수행할 과제:
아래 데이터의 모든 줄을 한 글자도 바꾸지 말고 그대로 옮겨 적으십시오. 그림은 답에 넣지 마십시오.

데이터셋 항목:
-=-=-

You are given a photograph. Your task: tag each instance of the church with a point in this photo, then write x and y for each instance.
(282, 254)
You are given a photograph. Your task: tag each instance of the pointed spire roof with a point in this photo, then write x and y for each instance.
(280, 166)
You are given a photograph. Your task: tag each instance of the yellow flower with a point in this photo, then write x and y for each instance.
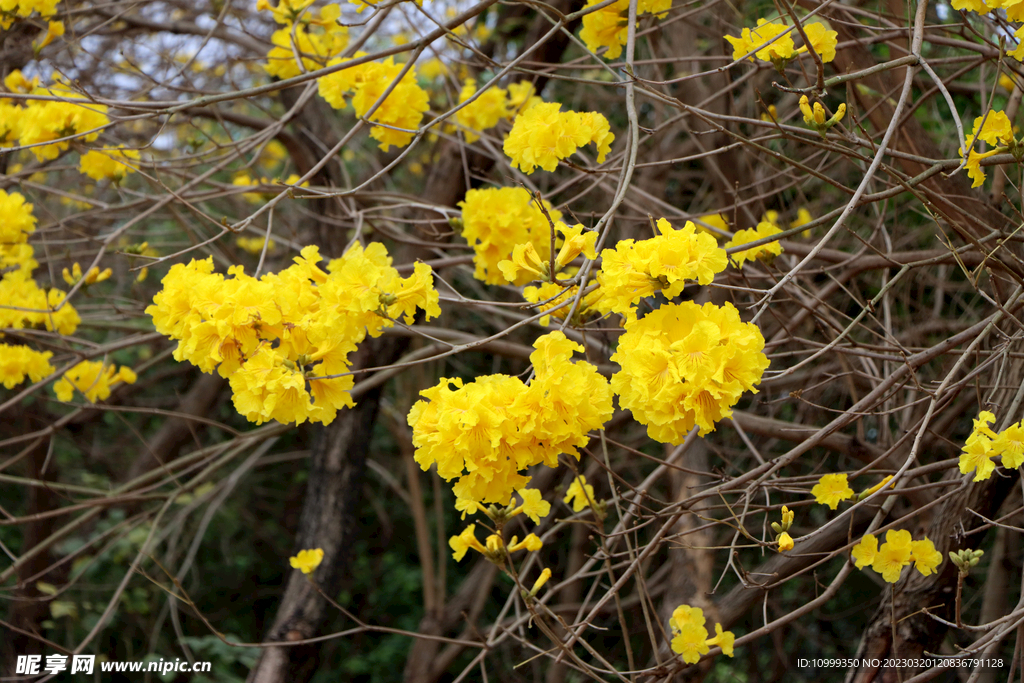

-=-=-

연습 응답:
You are given a photograph. Your task: tag each instance of the church with a point in this photo, then write x and y for each instance.
(282, 254)
You are given a photograph. Your task: tag each instance of the pointed spire roof with a point in this photo, then write x and y for each instance.
(280, 166)
You are given a photograph. Your task: tag each instance of the yellow flower with a point in this photo, then write x and y for each instance.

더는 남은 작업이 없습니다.